* [Problem to solve] Search the records for the word "region" and report each line that has it.

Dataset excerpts
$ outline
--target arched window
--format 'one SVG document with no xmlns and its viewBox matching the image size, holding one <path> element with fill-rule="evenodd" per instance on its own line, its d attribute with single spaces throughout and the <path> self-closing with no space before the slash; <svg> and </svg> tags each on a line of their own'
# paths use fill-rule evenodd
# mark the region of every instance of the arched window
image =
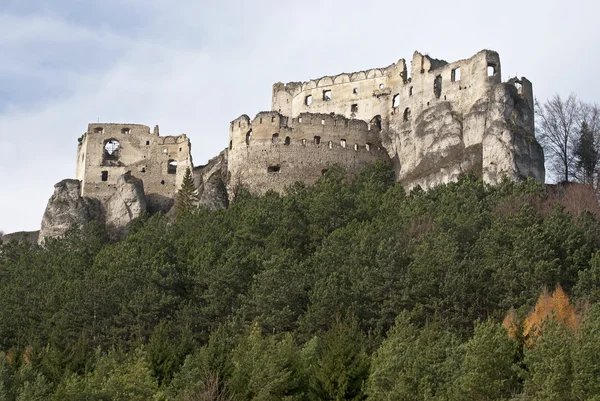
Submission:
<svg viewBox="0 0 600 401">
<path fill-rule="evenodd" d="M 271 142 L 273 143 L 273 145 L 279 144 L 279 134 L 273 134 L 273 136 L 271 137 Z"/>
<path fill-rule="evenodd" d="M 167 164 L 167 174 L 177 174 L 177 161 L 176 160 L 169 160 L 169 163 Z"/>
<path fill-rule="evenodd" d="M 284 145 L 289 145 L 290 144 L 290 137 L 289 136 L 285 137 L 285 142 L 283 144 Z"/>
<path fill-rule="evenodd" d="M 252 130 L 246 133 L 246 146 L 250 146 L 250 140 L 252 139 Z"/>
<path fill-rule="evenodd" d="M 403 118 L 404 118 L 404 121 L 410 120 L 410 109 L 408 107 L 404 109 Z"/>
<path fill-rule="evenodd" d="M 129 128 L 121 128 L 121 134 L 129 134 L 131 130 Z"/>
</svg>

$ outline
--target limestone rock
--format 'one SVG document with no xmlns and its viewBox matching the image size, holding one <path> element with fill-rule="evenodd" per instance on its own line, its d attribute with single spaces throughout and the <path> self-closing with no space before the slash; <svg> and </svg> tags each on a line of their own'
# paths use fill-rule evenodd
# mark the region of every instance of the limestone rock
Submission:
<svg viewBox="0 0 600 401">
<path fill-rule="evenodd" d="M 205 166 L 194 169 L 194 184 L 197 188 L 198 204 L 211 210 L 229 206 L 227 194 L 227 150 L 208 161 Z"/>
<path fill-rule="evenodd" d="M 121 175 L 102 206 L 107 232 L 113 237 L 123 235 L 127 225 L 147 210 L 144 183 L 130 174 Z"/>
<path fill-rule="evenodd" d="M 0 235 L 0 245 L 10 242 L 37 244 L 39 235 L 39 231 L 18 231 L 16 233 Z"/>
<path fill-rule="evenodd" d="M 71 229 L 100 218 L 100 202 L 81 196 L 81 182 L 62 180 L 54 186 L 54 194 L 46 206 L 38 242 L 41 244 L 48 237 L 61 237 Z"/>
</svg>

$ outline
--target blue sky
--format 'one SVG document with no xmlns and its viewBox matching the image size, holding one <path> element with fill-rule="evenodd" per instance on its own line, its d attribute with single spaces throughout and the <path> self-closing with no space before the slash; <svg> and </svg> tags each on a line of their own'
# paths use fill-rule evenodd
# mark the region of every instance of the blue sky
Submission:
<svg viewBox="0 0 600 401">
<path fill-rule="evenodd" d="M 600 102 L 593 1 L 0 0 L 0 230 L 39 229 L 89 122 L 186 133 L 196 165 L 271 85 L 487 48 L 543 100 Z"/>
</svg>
...
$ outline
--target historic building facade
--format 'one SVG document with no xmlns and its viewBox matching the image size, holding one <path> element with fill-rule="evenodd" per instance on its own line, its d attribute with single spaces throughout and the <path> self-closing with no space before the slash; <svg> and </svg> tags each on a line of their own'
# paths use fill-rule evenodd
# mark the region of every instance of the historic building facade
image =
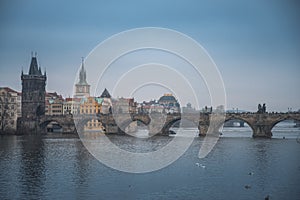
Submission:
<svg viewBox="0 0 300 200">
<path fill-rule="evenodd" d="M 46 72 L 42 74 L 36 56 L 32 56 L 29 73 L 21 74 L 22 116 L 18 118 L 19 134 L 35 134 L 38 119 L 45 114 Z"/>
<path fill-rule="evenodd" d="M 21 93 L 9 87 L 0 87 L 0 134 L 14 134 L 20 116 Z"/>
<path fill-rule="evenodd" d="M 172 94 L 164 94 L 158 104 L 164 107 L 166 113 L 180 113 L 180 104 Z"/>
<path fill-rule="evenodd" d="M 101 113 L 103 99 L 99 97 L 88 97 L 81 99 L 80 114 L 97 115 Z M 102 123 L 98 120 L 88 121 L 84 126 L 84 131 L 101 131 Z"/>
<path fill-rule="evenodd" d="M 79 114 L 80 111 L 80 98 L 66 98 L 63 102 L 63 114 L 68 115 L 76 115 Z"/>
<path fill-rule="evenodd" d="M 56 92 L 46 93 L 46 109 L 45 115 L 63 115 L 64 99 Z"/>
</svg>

* [Task solution]
# mark the region of every instance of the arched window
# mark the region of every instance of the limestone rock
# mark the region of every instance of the blue sky
# mark the region of every instance of the historic building facade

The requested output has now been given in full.